◆ **The task**
Everything in the listing below must be duplicated exactly.

##########

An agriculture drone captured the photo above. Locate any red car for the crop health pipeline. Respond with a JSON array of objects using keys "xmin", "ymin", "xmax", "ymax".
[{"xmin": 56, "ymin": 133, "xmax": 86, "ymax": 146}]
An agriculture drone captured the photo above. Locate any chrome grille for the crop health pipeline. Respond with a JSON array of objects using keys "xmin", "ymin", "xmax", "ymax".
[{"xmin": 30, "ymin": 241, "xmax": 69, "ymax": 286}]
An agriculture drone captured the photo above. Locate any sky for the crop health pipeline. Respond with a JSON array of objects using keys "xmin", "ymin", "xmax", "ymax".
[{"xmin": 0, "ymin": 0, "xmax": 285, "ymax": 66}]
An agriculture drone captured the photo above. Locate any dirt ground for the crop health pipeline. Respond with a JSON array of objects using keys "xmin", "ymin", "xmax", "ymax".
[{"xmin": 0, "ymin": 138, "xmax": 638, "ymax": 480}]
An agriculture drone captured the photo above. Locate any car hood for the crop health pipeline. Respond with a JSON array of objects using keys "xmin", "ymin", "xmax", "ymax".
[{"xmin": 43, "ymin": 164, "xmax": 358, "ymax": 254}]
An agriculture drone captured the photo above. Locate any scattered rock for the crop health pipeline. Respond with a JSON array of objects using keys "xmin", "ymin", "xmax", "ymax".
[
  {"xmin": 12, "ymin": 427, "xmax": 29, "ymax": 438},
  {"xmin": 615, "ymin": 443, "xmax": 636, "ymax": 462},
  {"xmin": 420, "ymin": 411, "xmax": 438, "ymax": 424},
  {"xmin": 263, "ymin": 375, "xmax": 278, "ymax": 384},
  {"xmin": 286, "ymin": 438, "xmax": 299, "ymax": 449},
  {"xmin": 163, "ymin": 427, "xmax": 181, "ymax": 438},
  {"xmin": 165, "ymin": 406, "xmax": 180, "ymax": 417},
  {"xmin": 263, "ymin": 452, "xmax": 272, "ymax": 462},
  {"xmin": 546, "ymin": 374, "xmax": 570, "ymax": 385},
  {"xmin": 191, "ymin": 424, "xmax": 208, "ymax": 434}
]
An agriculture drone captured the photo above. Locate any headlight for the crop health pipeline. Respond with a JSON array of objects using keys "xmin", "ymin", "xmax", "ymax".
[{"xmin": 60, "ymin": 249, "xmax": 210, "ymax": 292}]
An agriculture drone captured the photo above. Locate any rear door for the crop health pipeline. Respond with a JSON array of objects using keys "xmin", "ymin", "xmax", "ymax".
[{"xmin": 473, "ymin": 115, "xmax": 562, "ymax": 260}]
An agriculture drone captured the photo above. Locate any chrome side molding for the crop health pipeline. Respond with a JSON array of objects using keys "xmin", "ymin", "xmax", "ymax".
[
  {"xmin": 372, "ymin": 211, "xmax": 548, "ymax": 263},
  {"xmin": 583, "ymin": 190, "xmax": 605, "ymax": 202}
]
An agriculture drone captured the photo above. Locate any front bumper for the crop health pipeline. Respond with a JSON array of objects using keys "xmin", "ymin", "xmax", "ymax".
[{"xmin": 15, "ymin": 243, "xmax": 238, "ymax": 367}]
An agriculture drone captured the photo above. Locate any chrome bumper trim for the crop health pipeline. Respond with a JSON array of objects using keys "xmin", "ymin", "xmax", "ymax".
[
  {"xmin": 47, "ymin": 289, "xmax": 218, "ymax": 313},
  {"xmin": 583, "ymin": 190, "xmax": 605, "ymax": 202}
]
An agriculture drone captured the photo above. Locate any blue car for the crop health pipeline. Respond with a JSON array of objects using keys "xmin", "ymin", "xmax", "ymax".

##########

◆ **Exercise result**
An agriculture drone captured the photo above. Locate any red car for the crop health pipeline. Respond with a JSON array of objects using keys "xmin", "ymin", "xmax", "ymax".
[{"xmin": 56, "ymin": 133, "xmax": 86, "ymax": 146}]
An agriculture drone captured the photo above. Locate any chrome grille for the crop health pipeline. Respond with a JSON array of objects using keys "xmin", "ymin", "xmax", "ymax".
[{"xmin": 30, "ymin": 241, "xmax": 69, "ymax": 286}]
An agriculture drone captured the photo above. Locate any sky for the crop health pipeline. Respond with a JSON array of objects using keys "xmin", "ymin", "xmax", "ymax".
[{"xmin": 0, "ymin": 0, "xmax": 285, "ymax": 66}]
An agriculture drone captured the photo above. Locate any dirt ground for the crop health pipeline. Respond with a JSON array of objects using keys "xmin", "ymin", "xmax", "ymax".
[{"xmin": 0, "ymin": 138, "xmax": 638, "ymax": 480}]
An agriculture drone captured the photo above. Locate any car hood for the crop health pipeline. Respond with a JSON array of objects using keys "xmin", "ymin", "xmax", "ymax".
[{"xmin": 43, "ymin": 164, "xmax": 358, "ymax": 254}]
An agriculture drone captured the photo above. Locate any scattered rock for the crop health pipeline. Respond with a JSON array of objects using keys "xmin", "ymin", "xmax", "ymax".
[
  {"xmin": 12, "ymin": 427, "xmax": 29, "ymax": 438},
  {"xmin": 615, "ymin": 443, "xmax": 636, "ymax": 462},
  {"xmin": 420, "ymin": 411, "xmax": 438, "ymax": 424},
  {"xmin": 263, "ymin": 375, "xmax": 278, "ymax": 384},
  {"xmin": 286, "ymin": 438, "xmax": 299, "ymax": 449},
  {"xmin": 163, "ymin": 427, "xmax": 181, "ymax": 438},
  {"xmin": 165, "ymin": 406, "xmax": 180, "ymax": 417},
  {"xmin": 263, "ymin": 452, "xmax": 272, "ymax": 462},
  {"xmin": 546, "ymin": 374, "xmax": 570, "ymax": 385},
  {"xmin": 191, "ymin": 424, "xmax": 208, "ymax": 434}
]
An agriculture drone captured the photo above. Locate any headlight for the crop health pipeline. Respond with a JSON array of objects using keys "xmin", "ymin", "xmax", "ymax".
[{"xmin": 60, "ymin": 249, "xmax": 210, "ymax": 292}]
An agriculture drone captured the photo above. Locate any rear door for the crop health pipeline. Respond with a JSON array of objects using keys "xmin", "ymin", "xmax", "ymax".
[{"xmin": 473, "ymin": 115, "xmax": 562, "ymax": 260}]
An agriculture drone captured the photo above. Locate any chrome side molding for the crop health pipeline. Respond with a JSON array of objects using keys "xmin", "ymin", "xmax", "ymax".
[
  {"xmin": 372, "ymin": 211, "xmax": 548, "ymax": 263},
  {"xmin": 583, "ymin": 190, "xmax": 605, "ymax": 202}
]
An agriculture drone captured the photo above. Locate any front bumper for the crop health pipeline. Respond with a JSON array of objects using keys "xmin", "ymin", "xmax", "ymax".
[{"xmin": 15, "ymin": 243, "xmax": 238, "ymax": 367}]
An agriculture drone captured the photo above. Locate any chrome bumper trim for the crop health pipeline. Respond with a JSON array of objects using keys "xmin", "ymin", "xmax", "ymax".
[
  {"xmin": 47, "ymin": 289, "xmax": 218, "ymax": 313},
  {"xmin": 583, "ymin": 190, "xmax": 605, "ymax": 202}
]
An agriculture drone captured the photo above. Locate any blue car for the crop health pipeline. Respond with a JSON array of objects using keys "xmin", "ymin", "xmax", "ymax".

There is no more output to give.